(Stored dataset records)
_ _ _

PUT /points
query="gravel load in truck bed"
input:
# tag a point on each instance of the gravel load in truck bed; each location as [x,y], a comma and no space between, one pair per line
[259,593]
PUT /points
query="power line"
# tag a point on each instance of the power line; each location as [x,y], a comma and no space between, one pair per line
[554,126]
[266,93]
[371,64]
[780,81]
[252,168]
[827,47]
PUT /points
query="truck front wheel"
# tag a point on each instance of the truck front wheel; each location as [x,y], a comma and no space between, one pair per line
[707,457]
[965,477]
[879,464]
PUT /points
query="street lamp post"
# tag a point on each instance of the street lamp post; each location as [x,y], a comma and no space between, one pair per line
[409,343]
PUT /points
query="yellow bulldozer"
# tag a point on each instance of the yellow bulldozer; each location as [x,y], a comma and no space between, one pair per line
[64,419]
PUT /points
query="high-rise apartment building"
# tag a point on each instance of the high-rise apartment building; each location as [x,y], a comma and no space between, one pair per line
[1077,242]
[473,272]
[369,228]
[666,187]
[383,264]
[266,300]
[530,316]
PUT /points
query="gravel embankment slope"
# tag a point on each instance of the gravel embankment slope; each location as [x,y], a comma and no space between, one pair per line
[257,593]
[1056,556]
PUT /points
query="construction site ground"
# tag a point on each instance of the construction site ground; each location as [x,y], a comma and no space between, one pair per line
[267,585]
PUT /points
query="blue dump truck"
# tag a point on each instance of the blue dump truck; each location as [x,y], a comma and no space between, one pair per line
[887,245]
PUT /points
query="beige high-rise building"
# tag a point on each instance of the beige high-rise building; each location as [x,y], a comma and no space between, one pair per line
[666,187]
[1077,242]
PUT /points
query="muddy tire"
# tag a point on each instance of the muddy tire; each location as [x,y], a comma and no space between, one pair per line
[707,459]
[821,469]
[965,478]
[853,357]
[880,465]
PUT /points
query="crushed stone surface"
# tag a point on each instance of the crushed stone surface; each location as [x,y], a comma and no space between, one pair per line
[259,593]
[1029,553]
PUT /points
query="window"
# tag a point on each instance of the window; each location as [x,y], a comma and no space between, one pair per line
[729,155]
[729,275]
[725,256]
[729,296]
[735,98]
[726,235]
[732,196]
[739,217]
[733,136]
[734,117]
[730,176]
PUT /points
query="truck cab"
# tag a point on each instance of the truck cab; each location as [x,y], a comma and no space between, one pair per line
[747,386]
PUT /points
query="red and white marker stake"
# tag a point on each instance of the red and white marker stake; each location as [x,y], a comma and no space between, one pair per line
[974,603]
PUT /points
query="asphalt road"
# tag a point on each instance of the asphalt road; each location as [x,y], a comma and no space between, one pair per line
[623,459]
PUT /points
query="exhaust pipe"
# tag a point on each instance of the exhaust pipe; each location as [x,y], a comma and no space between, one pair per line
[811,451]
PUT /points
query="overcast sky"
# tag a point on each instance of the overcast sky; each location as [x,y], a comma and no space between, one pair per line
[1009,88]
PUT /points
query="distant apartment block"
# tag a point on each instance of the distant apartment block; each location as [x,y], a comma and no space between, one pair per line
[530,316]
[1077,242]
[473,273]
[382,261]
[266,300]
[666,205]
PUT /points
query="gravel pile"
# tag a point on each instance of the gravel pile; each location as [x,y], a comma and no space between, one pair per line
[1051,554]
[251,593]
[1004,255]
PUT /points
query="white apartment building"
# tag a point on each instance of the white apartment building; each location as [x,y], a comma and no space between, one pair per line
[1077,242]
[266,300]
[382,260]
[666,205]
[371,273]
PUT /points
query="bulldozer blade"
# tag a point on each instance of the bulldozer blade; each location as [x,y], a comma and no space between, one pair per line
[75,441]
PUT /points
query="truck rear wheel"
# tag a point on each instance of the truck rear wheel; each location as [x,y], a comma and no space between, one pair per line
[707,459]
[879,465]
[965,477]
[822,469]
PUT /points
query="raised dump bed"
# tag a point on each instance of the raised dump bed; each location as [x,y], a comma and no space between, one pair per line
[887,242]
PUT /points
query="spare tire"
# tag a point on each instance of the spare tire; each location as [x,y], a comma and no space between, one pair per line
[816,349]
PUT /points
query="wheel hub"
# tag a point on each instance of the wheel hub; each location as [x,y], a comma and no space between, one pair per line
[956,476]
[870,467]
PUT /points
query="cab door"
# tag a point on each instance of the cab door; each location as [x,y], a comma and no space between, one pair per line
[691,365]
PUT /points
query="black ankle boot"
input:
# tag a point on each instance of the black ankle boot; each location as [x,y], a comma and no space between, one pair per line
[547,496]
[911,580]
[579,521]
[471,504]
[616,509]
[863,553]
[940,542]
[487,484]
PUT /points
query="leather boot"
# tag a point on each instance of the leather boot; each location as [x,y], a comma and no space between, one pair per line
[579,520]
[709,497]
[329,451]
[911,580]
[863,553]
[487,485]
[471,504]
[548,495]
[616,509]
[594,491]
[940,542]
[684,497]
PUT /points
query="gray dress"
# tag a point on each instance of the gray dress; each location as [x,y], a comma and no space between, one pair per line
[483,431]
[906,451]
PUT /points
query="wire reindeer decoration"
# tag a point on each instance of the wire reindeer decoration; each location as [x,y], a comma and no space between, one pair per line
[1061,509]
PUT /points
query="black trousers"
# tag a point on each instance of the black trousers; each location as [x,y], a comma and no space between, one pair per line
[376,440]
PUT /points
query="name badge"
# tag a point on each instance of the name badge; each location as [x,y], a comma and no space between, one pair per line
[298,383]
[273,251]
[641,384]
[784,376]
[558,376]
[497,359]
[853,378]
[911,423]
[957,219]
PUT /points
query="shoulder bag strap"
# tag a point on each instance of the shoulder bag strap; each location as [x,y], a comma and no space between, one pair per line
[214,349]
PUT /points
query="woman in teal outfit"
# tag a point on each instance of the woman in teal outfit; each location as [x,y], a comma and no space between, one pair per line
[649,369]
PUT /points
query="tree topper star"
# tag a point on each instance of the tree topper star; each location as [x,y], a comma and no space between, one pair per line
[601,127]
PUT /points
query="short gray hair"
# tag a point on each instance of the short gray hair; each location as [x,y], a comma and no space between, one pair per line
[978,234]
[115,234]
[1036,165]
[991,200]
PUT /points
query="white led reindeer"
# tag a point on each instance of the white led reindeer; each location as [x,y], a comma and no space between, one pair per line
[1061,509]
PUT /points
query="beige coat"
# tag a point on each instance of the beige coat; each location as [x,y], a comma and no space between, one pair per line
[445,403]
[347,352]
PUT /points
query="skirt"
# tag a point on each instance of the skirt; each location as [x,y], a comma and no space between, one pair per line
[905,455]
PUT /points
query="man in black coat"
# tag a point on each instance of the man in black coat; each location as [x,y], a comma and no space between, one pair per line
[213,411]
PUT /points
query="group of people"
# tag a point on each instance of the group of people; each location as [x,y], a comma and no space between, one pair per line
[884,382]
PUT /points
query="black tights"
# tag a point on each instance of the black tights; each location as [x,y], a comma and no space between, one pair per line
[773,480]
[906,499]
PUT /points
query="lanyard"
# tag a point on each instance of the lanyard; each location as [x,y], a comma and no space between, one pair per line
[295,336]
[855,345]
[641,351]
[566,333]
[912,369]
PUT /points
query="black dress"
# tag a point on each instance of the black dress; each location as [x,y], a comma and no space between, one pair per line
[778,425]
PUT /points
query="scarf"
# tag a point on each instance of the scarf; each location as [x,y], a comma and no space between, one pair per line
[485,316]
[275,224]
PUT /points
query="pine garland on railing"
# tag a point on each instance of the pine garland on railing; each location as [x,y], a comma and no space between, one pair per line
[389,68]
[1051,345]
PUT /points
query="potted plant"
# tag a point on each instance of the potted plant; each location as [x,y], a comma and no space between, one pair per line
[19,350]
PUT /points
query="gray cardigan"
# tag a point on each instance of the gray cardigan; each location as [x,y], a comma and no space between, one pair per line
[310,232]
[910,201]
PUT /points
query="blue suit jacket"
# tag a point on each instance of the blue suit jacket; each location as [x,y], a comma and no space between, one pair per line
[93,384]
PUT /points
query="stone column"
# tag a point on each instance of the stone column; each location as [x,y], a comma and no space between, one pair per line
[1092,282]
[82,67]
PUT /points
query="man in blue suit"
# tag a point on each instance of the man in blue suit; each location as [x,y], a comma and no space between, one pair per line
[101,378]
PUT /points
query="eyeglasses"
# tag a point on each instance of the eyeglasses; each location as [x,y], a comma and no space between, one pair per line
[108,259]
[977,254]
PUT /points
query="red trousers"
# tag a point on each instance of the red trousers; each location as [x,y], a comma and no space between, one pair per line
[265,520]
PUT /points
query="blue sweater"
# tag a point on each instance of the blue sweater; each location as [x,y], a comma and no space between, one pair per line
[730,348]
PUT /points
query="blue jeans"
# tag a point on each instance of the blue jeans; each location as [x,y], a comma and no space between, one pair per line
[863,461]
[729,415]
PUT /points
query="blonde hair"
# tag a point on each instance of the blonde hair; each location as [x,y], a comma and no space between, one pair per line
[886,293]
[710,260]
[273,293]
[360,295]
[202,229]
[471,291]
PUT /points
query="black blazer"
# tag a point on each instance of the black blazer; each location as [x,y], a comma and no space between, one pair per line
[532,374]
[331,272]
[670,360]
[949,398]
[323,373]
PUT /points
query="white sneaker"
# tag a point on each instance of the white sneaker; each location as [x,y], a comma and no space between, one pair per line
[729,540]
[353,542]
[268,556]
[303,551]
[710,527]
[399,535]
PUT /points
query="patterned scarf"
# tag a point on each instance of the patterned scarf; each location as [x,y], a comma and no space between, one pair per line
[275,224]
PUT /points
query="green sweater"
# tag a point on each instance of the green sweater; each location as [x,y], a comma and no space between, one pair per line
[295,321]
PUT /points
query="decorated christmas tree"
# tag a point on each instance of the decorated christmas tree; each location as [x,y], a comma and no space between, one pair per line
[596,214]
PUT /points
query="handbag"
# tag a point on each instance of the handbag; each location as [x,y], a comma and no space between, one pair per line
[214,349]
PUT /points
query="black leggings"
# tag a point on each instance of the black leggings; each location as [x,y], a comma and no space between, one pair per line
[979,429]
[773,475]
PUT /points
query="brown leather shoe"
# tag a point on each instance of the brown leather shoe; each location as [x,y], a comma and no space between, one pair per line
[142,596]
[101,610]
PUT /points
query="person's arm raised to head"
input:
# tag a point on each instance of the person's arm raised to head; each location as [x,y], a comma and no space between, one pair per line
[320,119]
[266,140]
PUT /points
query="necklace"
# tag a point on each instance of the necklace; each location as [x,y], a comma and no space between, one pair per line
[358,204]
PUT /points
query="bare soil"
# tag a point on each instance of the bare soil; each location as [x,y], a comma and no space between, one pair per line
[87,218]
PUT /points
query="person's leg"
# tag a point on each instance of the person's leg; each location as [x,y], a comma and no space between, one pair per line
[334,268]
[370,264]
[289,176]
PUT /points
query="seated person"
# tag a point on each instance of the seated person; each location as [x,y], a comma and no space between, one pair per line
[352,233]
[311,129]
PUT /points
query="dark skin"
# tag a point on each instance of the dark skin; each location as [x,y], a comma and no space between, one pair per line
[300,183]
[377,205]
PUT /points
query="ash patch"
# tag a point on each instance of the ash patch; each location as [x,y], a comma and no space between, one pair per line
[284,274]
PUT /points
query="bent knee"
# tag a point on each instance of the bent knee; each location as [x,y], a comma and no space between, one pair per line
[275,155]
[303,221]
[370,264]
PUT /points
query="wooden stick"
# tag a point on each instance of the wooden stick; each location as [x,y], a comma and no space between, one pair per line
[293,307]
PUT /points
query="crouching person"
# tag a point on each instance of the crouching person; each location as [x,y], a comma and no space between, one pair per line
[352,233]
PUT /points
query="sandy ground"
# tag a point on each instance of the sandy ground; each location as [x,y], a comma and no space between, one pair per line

_ _ _

_Task to carry out:_ Locate every line in the records above that contains the string "bare", and copy each of those lines in full.

_The solution:_
query="bare soil"
# tag a point on each instance of the bare soil; each location as [x,y], a comma and no space between, one pair per line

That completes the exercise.